▶ EXERCISE INSTRUCTIONS: Rescale the data below by rewriting every line, requests included, with each coordinate in the answers multiplied by 2.5 and rounded to the nearest whole number, halves rounding up. Leave the numbers in the requests and their format samples unchanged.

* * * *

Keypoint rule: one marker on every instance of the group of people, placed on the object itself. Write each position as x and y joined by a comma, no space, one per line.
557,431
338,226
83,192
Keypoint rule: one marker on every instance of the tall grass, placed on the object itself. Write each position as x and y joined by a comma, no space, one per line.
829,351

* * * *

▶ TASK RESULT:
Keypoint rule: one marker on every instance of the group of people, placed on the object itself. Write each position as x and y joined by a comma, no space, one per line.
1393,1078
845,565
208,480
Keypoint rule: one marker on every instance of the tall grass, placed on the object itself. Write each position as x and y joined by a comma, no space, one per line.
2073,878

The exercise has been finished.